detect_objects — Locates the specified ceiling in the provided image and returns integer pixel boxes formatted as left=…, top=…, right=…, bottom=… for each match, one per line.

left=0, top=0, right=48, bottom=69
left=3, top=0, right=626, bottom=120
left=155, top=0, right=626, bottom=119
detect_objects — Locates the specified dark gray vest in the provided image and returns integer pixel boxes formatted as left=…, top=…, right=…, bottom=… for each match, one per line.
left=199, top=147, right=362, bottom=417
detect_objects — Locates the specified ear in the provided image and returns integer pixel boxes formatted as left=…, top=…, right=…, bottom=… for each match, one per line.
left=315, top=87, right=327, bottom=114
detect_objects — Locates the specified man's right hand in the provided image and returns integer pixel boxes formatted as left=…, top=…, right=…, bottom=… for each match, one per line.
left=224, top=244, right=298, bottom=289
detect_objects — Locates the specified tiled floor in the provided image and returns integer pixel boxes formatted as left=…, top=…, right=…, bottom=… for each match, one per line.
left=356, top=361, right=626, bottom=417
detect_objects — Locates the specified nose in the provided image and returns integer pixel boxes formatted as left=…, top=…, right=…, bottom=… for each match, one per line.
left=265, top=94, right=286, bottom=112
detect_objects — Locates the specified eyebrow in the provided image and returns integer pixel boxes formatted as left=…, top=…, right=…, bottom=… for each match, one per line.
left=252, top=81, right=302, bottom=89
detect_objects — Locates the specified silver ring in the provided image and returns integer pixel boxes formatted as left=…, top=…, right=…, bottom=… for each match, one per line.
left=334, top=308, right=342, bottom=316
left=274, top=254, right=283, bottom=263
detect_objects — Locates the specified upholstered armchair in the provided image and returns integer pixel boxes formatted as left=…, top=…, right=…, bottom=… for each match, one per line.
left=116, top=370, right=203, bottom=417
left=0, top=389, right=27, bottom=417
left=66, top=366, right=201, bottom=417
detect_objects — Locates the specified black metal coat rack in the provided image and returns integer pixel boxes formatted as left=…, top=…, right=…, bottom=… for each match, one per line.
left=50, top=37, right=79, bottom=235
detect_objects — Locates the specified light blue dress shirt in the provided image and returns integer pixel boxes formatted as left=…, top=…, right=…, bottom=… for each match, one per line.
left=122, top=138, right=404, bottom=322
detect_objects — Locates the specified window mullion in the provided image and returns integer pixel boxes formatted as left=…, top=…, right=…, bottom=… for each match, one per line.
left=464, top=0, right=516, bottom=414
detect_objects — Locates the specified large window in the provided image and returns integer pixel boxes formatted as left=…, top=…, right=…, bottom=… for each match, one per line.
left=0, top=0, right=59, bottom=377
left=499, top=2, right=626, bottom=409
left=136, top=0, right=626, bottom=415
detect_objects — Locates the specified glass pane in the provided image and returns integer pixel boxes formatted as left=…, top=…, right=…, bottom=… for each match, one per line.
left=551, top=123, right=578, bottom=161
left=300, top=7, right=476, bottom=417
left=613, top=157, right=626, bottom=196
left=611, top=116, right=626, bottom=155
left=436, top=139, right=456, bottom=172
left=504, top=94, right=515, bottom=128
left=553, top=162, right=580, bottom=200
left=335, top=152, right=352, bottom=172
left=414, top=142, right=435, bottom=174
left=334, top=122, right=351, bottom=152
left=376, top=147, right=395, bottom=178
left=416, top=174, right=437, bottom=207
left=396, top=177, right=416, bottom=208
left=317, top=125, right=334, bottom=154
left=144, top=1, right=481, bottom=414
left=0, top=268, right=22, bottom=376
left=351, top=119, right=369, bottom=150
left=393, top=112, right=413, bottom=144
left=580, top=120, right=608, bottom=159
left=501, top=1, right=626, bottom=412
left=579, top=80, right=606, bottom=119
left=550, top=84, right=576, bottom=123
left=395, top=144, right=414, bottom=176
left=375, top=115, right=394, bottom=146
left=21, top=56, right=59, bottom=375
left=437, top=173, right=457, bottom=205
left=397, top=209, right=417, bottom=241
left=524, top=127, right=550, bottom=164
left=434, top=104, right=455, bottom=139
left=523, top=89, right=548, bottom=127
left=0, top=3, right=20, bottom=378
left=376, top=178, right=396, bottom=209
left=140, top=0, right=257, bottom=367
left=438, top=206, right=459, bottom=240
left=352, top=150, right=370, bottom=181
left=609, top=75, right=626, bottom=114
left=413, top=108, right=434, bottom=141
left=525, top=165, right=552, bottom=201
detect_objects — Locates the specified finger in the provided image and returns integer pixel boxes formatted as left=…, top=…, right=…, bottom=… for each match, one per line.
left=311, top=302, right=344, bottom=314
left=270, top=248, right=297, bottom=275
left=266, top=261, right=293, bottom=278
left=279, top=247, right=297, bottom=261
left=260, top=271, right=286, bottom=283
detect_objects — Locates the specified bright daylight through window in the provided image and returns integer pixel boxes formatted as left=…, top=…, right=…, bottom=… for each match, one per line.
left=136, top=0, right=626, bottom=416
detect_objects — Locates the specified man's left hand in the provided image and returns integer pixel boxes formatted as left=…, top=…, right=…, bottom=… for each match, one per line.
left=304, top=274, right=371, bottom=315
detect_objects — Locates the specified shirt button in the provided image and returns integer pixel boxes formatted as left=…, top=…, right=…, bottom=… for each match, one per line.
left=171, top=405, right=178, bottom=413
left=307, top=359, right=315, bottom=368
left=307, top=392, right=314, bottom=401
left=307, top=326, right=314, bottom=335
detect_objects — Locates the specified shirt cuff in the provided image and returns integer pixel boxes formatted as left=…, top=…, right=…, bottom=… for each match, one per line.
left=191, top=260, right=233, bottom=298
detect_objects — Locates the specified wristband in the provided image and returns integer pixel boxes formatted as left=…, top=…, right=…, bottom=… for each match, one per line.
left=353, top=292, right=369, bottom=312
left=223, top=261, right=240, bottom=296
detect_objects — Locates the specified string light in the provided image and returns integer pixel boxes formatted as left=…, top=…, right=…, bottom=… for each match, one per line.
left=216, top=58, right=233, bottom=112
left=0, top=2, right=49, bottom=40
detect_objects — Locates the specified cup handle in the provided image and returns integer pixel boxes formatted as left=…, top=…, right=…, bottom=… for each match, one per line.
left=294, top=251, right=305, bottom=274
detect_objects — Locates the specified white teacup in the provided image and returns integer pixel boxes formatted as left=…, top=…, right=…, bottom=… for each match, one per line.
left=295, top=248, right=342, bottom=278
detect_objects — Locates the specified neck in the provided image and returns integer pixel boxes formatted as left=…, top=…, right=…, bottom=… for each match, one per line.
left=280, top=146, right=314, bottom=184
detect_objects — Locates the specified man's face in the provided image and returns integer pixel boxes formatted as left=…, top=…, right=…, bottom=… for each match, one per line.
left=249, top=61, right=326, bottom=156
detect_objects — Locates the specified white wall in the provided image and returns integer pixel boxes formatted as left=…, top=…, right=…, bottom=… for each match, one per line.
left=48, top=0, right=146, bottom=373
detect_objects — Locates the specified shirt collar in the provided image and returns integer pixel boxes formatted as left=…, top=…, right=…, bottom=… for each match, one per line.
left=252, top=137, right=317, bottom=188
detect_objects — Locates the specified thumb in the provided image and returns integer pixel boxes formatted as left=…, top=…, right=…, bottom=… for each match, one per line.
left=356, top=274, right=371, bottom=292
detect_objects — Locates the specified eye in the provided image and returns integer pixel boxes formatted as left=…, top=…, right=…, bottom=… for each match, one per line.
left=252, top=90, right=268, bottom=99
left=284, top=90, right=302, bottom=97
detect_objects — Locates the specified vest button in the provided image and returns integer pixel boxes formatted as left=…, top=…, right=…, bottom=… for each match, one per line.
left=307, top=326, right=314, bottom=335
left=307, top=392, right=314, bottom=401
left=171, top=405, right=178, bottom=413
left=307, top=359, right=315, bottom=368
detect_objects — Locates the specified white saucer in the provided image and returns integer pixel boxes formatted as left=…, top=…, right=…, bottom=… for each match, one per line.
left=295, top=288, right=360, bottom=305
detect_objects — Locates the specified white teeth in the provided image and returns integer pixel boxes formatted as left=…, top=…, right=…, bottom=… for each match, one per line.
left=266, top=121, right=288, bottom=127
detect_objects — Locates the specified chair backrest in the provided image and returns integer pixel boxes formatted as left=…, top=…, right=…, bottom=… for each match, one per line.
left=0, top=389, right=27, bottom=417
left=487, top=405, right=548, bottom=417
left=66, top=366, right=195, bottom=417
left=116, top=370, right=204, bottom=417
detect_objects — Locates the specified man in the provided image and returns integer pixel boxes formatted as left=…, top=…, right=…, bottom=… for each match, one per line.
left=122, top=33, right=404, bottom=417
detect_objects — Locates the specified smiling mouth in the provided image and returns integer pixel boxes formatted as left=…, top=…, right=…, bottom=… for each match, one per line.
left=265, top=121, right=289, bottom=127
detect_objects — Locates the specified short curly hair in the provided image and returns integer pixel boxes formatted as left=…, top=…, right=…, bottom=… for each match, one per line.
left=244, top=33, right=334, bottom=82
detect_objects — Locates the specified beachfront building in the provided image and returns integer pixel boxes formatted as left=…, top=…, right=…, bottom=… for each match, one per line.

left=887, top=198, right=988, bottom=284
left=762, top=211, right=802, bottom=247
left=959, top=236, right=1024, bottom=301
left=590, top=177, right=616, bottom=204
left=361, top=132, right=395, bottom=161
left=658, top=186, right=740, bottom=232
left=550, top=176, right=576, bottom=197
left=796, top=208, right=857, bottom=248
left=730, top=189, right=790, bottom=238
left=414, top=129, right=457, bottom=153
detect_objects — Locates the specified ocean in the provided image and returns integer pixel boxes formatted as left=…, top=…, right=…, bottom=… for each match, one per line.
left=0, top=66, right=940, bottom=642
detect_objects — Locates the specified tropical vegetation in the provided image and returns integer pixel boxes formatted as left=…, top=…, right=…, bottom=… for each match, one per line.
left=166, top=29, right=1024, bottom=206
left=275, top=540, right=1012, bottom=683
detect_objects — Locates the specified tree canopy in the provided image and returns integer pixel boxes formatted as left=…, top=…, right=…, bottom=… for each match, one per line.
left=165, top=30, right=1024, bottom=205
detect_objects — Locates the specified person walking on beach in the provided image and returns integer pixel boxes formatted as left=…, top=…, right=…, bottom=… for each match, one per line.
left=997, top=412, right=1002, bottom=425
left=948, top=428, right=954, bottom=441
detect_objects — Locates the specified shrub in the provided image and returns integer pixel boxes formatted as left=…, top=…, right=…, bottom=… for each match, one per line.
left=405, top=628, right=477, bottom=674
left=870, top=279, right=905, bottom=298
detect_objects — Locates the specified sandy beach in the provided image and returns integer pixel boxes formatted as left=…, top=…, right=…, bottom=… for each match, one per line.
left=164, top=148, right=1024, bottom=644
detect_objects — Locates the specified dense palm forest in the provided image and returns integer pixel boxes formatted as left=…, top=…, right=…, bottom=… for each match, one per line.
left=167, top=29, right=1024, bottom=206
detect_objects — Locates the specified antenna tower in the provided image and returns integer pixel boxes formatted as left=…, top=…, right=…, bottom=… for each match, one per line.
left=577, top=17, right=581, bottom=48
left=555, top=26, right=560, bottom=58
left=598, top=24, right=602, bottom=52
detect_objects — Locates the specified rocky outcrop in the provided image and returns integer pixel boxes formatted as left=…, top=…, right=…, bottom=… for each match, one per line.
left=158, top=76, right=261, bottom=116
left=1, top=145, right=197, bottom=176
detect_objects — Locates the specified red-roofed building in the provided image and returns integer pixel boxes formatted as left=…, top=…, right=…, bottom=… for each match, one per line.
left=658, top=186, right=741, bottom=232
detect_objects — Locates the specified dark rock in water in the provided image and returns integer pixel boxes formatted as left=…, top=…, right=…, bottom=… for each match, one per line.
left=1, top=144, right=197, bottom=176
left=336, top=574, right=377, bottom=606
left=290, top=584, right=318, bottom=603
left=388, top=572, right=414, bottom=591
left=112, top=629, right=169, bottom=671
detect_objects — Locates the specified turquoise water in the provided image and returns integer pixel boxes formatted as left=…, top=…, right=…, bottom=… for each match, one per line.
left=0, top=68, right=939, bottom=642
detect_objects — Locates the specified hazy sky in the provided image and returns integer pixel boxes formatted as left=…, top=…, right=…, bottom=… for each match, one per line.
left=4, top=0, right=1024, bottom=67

◇ ◇ ◇ ◇ ◇

Brief – Send back exactly the lines from the line with "detect_objects — Locates the specified turquoise" through the end of the records.

Result of this task –
detect_objects — Locates the specified turquoise water in the provided image and returns integer pixel boxes formatted as left=…, top=…, right=…, bottom=… for each match, one per line.
left=0, top=68, right=939, bottom=642
detect_objects — Locates the specified hazy sky in the provided image and returns integer pixel boxes formatted as left=…, top=…, right=…, bottom=… for each match, one per line.
left=4, top=0, right=1024, bottom=67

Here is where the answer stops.